Extract provided:
== Segment start ==

I got into a verbal altercation yesterday at Walmart. Setup . . .

For some reason, in spite of the fact that I live on the edge of farm/hunting country in western NY state, mask compliance appears to be over 99%. (I expect farmers and hunters to be a little more freedom-loving and better-informed!) When I am out, I am one of a tiny number of people not wearing a mask. (For those still suffering from mass-formation hypnosis, there was zero difference in health outcomes between counties and states with strict masking rules/compliance and those without. It was, at best, all kabuki, and possibly something more sinister.)

I spoke with the two other mask-refusers I saw out of the hundreds shopping in our super Walmart yesterday—in one case, we reacted to each other as if we knew a secret, as if we were wide-awake wolves in a world of sleeping sheep. As if we were—for those who get the They Live reference—wearing Hoffman Lenses. I hate to have that outlook—to belittle my fellow humans in that way—but it is frustrating to see them all asleep: addled victims of what is, in the most charitable reading, a giant lie, and what certainly is beginning to feel like a colossal p$y-øp. Anyway . . .

My wife had just picked a register line when I came running up with the butter we had forgotten and I had run to get. It was one of the new self-checkout lines that looks like a normal manned register, but with an extra-long conveyor belt and self-checkout system.

There was a woman at the far end, in front of the card-swiper (well over six feet away). There were a couple of non-food items at the far extreme of the conveyor belt, but they were not moving because they were sitting on the metal structure at the end of the belt. This, coupled with her position near the card-swiper and her fully reloaded cart pointed towards the exit doors, caused me to assume that she was done, and that those items had been left by someone else. So I stepped forward just far enough to place the boxes of cold butter onto the far left end of the conveyor belt, in anticipation of her imminent departure. (Note, I was behind Walmart’s blue social-distancing indicator decal on the floor.)

“Excuse me; I’m not done,” snapped the panicked and angry Karen.

“Sorry; I thought someone else had left those,” I replied, removing my butter and stepping back even further. She snatched her items from their perch and placed them onto the conveyor, which began carrying them towards the other end. Realizing the ultimate source of this unnecessary panic, I was irritated, but I did not confront her. No predatory stare, no nothing. I deliberately looked down at the ground to avoid conflict with the poor misled Karen. One does not go into a field and yell at sheep for being sheep.

However, I still did not want to hold the butter. So, I waited until her items had traveled the length of the conveyor and stopped at the far end, near the card-swiper. Once they had, I placed my butter back at the far left end of the now-motionless conveyor. I was still behind the blue panic-square, well over six feet away.

I was entirely conscious of my own rationale. I did not want to hold the butter, but I also did not want to frighten the poor Karen with the possibility that the butter—which she no doubt imagined I had smeared with the bubonic plague that was oozing from my greasy, Aqualung-like fingers—would come anywhere near her stuff.

This is when her friend chimed in, snapping “You know we’re supposed to be social distancing.”

My wife and I both looked down at the blue terror-square. “We’re behind the box,” she and I both said, in roughly the same words, and roughly simultaneously.

“You stepped up on me!” shouted Karen #1.

== Segment end ==

Entries shown:
== Segment start ==

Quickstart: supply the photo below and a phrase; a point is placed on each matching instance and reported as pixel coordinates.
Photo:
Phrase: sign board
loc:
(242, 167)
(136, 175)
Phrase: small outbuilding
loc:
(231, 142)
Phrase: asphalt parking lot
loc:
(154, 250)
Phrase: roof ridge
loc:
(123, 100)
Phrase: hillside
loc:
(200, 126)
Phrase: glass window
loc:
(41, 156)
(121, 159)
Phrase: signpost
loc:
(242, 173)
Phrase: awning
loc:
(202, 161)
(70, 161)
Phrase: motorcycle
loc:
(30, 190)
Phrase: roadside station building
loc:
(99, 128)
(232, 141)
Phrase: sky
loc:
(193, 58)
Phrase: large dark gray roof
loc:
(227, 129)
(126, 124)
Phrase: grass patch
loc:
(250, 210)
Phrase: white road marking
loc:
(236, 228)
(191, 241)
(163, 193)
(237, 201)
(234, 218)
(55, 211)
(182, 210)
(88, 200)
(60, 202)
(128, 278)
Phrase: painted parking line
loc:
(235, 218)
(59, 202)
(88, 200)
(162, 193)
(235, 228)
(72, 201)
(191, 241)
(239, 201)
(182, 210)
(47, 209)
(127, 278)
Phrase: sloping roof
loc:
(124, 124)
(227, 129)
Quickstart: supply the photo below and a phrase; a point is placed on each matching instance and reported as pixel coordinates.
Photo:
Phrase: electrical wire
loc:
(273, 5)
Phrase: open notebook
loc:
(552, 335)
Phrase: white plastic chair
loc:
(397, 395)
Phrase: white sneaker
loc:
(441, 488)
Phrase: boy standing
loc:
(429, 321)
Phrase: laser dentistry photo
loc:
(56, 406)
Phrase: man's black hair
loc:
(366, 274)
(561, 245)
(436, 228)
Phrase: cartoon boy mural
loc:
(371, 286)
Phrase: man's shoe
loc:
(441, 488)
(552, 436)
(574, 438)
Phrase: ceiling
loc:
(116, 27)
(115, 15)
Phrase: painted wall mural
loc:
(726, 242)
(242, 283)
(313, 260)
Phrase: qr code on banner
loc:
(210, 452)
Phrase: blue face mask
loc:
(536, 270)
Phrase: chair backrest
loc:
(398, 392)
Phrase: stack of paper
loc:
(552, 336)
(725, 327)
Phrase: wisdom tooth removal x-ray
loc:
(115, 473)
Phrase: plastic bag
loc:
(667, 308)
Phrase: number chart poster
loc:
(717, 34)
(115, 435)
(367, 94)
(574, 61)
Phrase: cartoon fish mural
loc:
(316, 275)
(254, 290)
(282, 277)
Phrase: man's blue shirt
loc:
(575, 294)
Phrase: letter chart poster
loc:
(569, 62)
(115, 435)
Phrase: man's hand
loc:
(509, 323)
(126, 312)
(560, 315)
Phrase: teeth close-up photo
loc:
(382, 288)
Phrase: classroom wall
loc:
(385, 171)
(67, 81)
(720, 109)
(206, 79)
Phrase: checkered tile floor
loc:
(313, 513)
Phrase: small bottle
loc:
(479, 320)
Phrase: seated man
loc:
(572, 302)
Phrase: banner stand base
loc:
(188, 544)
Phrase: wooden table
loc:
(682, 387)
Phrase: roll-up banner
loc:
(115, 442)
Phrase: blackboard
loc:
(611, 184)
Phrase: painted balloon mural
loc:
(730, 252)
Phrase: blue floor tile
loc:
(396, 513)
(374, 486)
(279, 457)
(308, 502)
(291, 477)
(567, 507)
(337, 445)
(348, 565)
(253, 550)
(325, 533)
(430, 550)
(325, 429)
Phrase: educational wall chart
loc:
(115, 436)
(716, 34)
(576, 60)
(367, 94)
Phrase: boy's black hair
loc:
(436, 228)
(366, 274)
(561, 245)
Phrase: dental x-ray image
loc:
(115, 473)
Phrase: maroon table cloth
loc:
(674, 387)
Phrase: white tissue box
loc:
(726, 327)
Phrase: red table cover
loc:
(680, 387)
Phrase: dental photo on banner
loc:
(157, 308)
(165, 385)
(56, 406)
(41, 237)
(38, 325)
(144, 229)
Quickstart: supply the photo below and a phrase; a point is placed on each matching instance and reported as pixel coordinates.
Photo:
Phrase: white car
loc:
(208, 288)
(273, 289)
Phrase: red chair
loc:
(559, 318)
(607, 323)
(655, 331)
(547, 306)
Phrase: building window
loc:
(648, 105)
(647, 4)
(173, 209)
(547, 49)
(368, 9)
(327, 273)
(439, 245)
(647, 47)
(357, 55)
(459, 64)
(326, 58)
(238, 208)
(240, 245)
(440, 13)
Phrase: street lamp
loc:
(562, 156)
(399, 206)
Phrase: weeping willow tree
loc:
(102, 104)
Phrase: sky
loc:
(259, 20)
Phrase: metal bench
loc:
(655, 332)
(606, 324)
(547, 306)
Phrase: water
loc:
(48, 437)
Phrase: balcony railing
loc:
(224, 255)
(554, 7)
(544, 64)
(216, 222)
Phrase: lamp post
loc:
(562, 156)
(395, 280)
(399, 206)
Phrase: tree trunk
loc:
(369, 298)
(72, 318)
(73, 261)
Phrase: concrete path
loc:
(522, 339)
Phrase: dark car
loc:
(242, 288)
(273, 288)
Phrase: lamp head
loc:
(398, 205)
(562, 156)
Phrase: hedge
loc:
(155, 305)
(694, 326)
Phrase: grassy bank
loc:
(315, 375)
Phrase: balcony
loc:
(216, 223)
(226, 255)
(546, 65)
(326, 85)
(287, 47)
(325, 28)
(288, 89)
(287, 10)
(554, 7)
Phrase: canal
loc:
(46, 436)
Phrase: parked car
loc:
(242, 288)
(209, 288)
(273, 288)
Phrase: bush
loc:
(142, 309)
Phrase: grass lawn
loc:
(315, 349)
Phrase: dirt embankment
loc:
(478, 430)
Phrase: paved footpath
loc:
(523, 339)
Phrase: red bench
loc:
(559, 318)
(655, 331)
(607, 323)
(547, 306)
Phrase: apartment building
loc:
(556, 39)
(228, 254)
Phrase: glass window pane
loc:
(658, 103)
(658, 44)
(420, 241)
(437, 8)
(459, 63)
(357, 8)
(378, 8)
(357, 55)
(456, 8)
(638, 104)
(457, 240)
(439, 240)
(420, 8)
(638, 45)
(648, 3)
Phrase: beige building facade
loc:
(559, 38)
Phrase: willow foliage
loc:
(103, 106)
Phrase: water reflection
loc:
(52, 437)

== Segment end ==

Directions:
1 - Please rewrite the part of the Walmart account that opens with the words containing "My wife and" and closes with "and roughly simultaneously.", putting "floor marker" in place of "terror-square".
2 - In the Walmart account, what item had been forgotten and then fetched in a run to the register?

Exercise responses:
1 -
My wife and I both looked down at the blue floor marker. “We’re behind the box,” she and I both said, in roughly the same words, and roughly simultaneously.

2 - Butter.